=== Task ===
Quote the listing below in its entirety, omitting every image.

━━━ Data shown ━━━

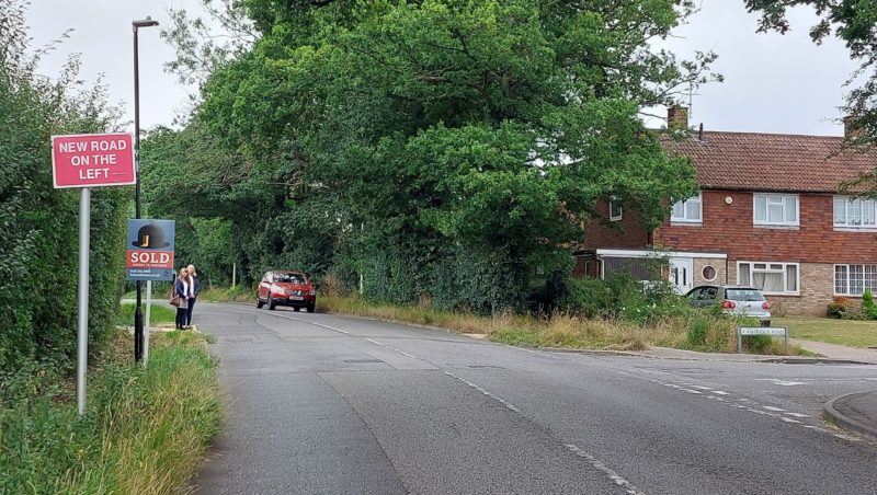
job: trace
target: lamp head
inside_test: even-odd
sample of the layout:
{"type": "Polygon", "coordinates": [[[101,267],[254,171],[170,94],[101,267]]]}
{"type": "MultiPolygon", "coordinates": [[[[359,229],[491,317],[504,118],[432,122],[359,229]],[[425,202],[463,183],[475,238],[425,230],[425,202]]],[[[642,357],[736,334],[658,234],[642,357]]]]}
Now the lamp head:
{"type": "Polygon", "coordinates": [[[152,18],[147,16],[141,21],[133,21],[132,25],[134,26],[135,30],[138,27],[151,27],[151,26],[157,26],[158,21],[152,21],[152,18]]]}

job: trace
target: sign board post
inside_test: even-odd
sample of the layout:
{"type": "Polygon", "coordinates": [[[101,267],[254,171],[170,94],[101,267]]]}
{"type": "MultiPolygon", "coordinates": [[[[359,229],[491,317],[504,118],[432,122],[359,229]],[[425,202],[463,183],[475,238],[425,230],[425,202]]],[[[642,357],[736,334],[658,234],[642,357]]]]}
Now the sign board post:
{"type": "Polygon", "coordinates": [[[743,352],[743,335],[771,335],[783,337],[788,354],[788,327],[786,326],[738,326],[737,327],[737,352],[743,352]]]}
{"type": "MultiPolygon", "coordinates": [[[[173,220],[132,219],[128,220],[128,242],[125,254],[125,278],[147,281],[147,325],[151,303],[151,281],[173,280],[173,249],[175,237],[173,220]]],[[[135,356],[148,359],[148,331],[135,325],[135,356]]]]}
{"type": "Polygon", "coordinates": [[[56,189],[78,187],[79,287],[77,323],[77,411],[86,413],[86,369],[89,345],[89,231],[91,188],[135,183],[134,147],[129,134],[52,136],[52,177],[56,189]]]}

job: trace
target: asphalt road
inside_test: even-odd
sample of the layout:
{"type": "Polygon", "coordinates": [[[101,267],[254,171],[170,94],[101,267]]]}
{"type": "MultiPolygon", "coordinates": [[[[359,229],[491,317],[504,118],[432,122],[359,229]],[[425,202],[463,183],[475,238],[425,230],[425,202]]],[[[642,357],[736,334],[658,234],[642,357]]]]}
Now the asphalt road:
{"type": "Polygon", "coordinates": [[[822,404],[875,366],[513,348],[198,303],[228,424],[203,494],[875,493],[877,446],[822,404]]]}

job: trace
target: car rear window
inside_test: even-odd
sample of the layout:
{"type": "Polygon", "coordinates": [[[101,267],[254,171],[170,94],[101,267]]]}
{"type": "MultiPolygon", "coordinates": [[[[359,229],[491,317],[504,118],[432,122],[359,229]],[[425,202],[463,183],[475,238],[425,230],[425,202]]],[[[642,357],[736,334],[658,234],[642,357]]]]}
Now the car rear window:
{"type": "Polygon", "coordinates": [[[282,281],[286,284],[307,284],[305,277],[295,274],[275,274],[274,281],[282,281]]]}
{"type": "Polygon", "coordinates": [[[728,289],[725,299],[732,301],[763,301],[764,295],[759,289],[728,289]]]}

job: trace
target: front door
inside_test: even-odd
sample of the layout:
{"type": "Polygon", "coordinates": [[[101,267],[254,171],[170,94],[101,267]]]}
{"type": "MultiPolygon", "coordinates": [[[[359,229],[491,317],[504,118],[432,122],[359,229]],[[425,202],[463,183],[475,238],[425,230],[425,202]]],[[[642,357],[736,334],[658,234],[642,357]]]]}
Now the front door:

━━━

=== The reply ===
job: trace
target: lamp head
inside_test: even-odd
sample of the layout:
{"type": "Polygon", "coordinates": [[[101,267],[254,171],[170,94],[101,267]]]}
{"type": "MultiPolygon", "coordinates": [[[[359,229],[491,317],[504,118],[432,122],[359,229]],[[425,202],[463,183],[475,238],[425,230],[425,202]]],[[[642,357],[736,334],[658,234],[642,357]]]]}
Now the lamp head:
{"type": "Polygon", "coordinates": [[[152,18],[147,16],[141,21],[133,21],[132,25],[134,26],[135,30],[138,27],[151,27],[151,26],[157,26],[158,21],[152,21],[152,18]]]}

job: trace
target: sign board post
inside_test: even-odd
sample of the layout:
{"type": "Polygon", "coordinates": [[[101,267],[254,171],[170,94],[101,267]]]}
{"type": "MultiPolygon", "coordinates": [[[[359,229],[491,317],[504,118],[432,122],[359,229]],[[425,202],[463,183],[475,238],[425,230],[425,202]]],[[[642,357],[736,334],[658,234],[642,357]]]]}
Now the sign board post:
{"type": "Polygon", "coordinates": [[[743,352],[743,335],[771,335],[783,337],[788,354],[788,327],[786,326],[738,326],[737,327],[737,352],[743,352]]]}
{"type": "MultiPolygon", "coordinates": [[[[173,220],[132,219],[128,220],[128,242],[125,254],[125,278],[147,281],[147,325],[151,303],[151,281],[173,280],[173,249],[175,237],[173,220]]],[[[135,356],[148,359],[148,331],[135,325],[135,356]]]]}
{"type": "Polygon", "coordinates": [[[56,189],[78,187],[79,287],[77,323],[77,411],[86,413],[86,369],[89,345],[89,231],[91,188],[135,183],[134,147],[129,134],[52,136],[52,177],[56,189]]]}

job: trace
target: asphalt road
inside_test: even-odd
sample of the layout:
{"type": "Polygon", "coordinates": [[[101,267],[254,171],[170,94],[101,267]]]}
{"type": "MultiPolygon", "coordinates": [[[[359,229],[491,317],[504,118],[432,122],[359,229]],[[425,202],[463,183],[475,238],[425,230],[425,202]]],[[[642,357],[736,334],[658,234],[642,357]]]]}
Now the asphalt road:
{"type": "Polygon", "coordinates": [[[822,404],[875,366],[513,348],[198,303],[228,424],[203,494],[875,493],[877,446],[822,404]]]}

job: trace
target: car rear window
inside_test: even-odd
sample of the layout:
{"type": "Polygon", "coordinates": [[[101,267],[254,171],[170,94],[101,267]]]}
{"type": "MultiPolygon", "coordinates": [[[[359,229],[491,317],[504,118],[432,122],[359,229]],[[425,202],[463,183],[475,238],[425,230],[425,202]]],[[[642,357],[736,334],[658,234],[642,357]]]]}
Now the car rear window:
{"type": "Polygon", "coordinates": [[[282,281],[286,284],[307,284],[305,277],[295,274],[275,274],[274,281],[282,281]]]}
{"type": "Polygon", "coordinates": [[[728,289],[725,299],[732,301],[763,301],[764,295],[759,289],[728,289]]]}

job: trace
target: front door
inside_test: even-odd
sample of the layout:
{"type": "Polygon", "coordinates": [[[101,267],[254,171],[170,94],[101,267]]]}
{"type": "MultiPolygon", "coordinates": [[[[359,229],[491,317],[504,118],[432,122],[359,229]],[[425,202],[463,183],[475,238],[425,230],[425,202]]],[[[642,357],[736,334],[658,234],[642,357]]]]}
Now the front door:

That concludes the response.